──────── Data shown

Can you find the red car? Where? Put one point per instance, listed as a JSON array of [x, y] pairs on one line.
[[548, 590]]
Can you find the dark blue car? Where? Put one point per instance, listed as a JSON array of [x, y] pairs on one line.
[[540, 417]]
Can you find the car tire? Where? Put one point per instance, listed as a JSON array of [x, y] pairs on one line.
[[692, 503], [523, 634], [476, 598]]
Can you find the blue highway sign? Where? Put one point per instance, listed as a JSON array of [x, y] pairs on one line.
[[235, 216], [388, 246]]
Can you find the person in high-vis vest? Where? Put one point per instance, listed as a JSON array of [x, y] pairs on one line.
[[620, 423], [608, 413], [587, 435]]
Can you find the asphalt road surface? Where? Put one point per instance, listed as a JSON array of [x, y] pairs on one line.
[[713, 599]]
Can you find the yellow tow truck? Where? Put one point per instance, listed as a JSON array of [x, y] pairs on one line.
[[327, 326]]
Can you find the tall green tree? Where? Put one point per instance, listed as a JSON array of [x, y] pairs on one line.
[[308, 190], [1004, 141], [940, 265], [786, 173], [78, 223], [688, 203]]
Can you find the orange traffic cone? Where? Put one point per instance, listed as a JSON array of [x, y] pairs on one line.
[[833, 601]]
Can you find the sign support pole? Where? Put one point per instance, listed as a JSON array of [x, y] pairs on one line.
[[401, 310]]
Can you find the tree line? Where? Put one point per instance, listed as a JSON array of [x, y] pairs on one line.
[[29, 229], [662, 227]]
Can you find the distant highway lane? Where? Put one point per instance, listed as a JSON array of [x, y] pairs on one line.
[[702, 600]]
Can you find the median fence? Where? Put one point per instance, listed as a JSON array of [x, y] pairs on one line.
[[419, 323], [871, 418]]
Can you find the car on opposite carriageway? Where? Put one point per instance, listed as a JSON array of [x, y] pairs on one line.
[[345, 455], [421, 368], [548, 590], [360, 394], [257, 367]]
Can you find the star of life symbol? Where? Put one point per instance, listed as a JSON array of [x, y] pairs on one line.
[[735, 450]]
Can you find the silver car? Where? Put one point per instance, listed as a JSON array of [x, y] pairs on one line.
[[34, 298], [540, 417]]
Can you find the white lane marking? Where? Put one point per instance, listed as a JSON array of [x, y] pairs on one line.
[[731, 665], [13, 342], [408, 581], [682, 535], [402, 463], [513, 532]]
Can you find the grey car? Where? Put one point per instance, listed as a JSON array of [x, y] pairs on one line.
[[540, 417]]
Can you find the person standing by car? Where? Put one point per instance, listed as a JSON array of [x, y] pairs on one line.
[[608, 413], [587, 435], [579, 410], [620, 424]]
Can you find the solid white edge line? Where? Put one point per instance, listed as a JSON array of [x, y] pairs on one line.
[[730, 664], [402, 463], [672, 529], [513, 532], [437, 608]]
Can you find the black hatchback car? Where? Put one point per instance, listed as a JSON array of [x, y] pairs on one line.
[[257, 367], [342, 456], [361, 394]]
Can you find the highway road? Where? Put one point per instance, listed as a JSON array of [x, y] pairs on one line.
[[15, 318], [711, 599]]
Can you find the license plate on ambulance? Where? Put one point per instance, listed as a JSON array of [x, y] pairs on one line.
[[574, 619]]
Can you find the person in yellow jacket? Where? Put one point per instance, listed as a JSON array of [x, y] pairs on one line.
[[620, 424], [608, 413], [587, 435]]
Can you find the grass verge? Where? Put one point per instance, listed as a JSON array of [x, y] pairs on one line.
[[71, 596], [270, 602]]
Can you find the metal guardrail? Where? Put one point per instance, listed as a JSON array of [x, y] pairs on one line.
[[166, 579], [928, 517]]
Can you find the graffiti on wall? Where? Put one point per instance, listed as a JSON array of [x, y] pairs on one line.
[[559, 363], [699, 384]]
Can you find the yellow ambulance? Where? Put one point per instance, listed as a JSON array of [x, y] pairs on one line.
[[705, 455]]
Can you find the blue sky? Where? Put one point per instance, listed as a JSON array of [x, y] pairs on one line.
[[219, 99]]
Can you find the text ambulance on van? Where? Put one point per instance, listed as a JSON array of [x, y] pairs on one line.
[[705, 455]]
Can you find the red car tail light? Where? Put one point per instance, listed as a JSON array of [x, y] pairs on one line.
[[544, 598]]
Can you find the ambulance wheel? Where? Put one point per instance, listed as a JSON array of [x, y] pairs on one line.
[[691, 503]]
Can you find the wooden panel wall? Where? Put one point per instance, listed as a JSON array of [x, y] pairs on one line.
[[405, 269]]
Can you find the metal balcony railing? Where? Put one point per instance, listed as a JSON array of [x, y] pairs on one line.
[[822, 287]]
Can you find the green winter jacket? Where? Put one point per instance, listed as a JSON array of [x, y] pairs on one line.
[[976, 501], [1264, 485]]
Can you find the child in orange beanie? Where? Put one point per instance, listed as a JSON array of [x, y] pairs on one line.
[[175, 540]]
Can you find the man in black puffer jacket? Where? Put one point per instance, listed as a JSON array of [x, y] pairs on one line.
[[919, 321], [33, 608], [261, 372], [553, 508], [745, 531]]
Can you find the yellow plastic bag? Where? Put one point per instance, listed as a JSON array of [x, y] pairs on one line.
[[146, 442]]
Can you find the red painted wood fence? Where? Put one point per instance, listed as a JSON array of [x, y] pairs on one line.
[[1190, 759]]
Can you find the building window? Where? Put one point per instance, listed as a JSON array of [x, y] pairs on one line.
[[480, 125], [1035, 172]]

────────────────

What is needed: Write down all of the records again, word for word.

Answer to the problem:
Can you find the red car? Where? Put one point per instance, listed as a JSON array of [x, y] pairs on one line.
[[548, 590]]
Can you find the dark blue car? Where? Put one point per instance, listed as a JSON array of [x, y] pairs on one line.
[[540, 417]]
Can you find the car tire? Where? Put one point per instance, listed as a JSON array of [x, y] pairs on one line.
[[692, 503], [523, 634], [476, 598]]
Can you find the blue highway sign? Where? Put one point per instance, listed as a JSON array of [x, y] pairs on one line.
[[235, 216], [388, 246]]
Can you find the person in high-vis vest? Where? Put one point per instance, listed as a JSON array of [x, y] pairs on one line.
[[620, 423], [608, 413], [587, 435]]
Can you find the asphalt road surface? Where? Put one point per instance, listed as a JSON array of [x, y] pairs on one line.
[[713, 599]]
Can you find the yellow tow truck? Where? Put one point per instance, listed as a JSON array of [x, y] pairs on one line.
[[327, 326]]
Can you find the tall green tree? Where? Put one point per instance, listed as a JSON array of [x, y] pairs on one line.
[[308, 190], [1004, 141], [940, 265], [786, 173], [78, 223], [688, 203]]
Can you find the orange traffic cone? Where? Put one point per instance, listed as a JSON array of [x, y] pairs on one line.
[[833, 601]]
Can you find the sign support pole? Where? Put one point per instance, listed as a JSON array of [x, y] pairs on one line.
[[401, 310]]
Can you find the tree line? Where? Put one point per instance, listed as a JSON array of [x, y] pairs on one line.
[[29, 229], [662, 227]]
Can you find the distant highway lane? Where? Put one point per instance, listed as a JSON array of [x, y] pairs on one line.
[[702, 600]]
Can you find the median fence? Where? Put one point per instance, listed as a JSON array of [x, y] pairs on one line.
[[419, 323], [871, 418]]
Can you find the car on opposite carriageway? Where? Put one point per instance, listed as a JSON array of [x, y] pairs on one line.
[[345, 455], [421, 368], [548, 590], [360, 394], [257, 367]]
Can you find the star of life symbol? Where? Put one point per instance, listed as a JSON array of [x, y] pairs on one line.
[[735, 450]]
Can you find the silver car? Where? Put one point per instance, listed as a JSON array of [x, y] pairs on one line.
[[34, 298], [540, 417]]
Can you find the white lane marking? Where? Put one point per instance, listed as a JSON array of [x, y] pairs on one line.
[[731, 665], [13, 342], [408, 581], [682, 535], [402, 463], [513, 532]]
Can you find the grey car? Where? Put one point per instance, listed as a JSON array of [x, y] pairs on one line.
[[540, 417]]
Can you find the person standing by car? Where? Put one point per instance, listed as a JSON array of [x, y] pairs on one line.
[[608, 413], [587, 435], [579, 410], [620, 424]]
Can you find the solid white edge line? Where? Put one point per instance, listed as a JSON array of [x, y] pairs on one line.
[[730, 664], [402, 463], [672, 529], [513, 532], [437, 608]]
Can you find the black hatchback car? Where? Put one point per instance, listed as a JSON array of [x, y] pairs on one line.
[[257, 367], [342, 456], [361, 394]]
Can you find the highway road? Where? Put one point per instance, listed as a JSON array of [x, y] pairs on one line.
[[15, 318], [711, 599]]
Can you find the license plate on ambulance? Where? Put one point per instance, listed as a JSON array of [x, y] pairs on one line.
[[574, 619]]
Can you find the person in yellow jacket? Where? Put one point per instance, listed as a JSON array of [x, y] pairs on one line.
[[620, 424], [608, 413], [587, 435]]
Can you find the grass verge? Where? Put one point per instance, listed as a JSON array of [x, y] pairs on one line.
[[71, 596], [270, 602]]
Can you find the metal guardrail? Where? Put one point per instance, listed as a JSON array of [x, y] pairs on one line.
[[166, 579], [928, 517]]
Can you find the graffiti on wall? Where? Put one point per instance, listed as a JSON array of [x, y] pairs on one line.
[[559, 363], [699, 384]]
Can you find the yellow ambulance? Where? Put one point per instance, listed as a JSON array of [x, y] pairs on one line.
[[705, 455]]
Can you find the blue sky? Where? Put one point per instance, listed as a JSON array of [x, y] pairs on one line.
[[219, 99]]
Can you find the text ambulance on van? Where? Put one point per instance, listed as a JSON array of [x, y] pairs on one line.
[[705, 455]]
Can you find the red car tail light? Where? Put one point per instance, listed as a JSON array of [x, y] pairs on one line.
[[544, 598]]
Can you find the ambulance wheel? Where? Put one point per instance, listed as a JSON array of [x, y] pairs on one line.
[[691, 503]]
Can you find the wooden panel wall? Where? Put one point per instance, listed as a JSON array of [x, y] pairs on one line.
[[405, 269]]
Can you find the metal balcony railing? Where? Put one point per instance, listed as a JSON array of [x, y] pairs on one line.
[[822, 287]]
Can you find the green winter jacket? Where? Put one point per instance, listed as a JSON array of [x, y] pairs on one line.
[[976, 501], [1264, 485]]
Can you find the child in orange beanie? Where? Put one point per instance, listed as a JSON array of [x, y] pairs on one line.
[[175, 540]]
Can you find the man in black puffer jacket? Where? Put one point per instance, listed as a JSON array of [x, y] pairs on one line.
[[919, 321], [33, 608], [261, 372], [553, 508], [745, 531]]
Can you find the yellow plastic bag? Where? Put one point per instance, listed as a JSON array of [x, y] pairs on one line.
[[146, 442]]
Can you find the red painted wood fence? Where? Put one point per instance, listed as a JSON array of [x, y] pairs on one line.
[[1190, 759]]
Can you find the building window? Where? Put one point per instance, listed as a JSON array of [x, y] pairs on one line.
[[480, 125], [1035, 172]]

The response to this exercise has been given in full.